Task directions
Duplicate every line of the listing below word for word, changing nothing.

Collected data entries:
****************

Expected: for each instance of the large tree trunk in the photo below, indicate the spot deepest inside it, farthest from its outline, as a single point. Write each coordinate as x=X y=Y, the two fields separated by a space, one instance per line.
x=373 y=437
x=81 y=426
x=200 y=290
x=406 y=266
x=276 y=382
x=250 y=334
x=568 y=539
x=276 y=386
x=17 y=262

****************

Response for this exercise
Expected: for each instance of the large tree trunk in the photo below, indicate the spot deepest inside it, farthest from its outline, as a single point. Write each coordinate as x=X y=Y, the two fields separated by a space, one instance per line.
x=373 y=437
x=81 y=426
x=200 y=290
x=406 y=266
x=276 y=382
x=250 y=334
x=568 y=539
x=276 y=386
x=17 y=262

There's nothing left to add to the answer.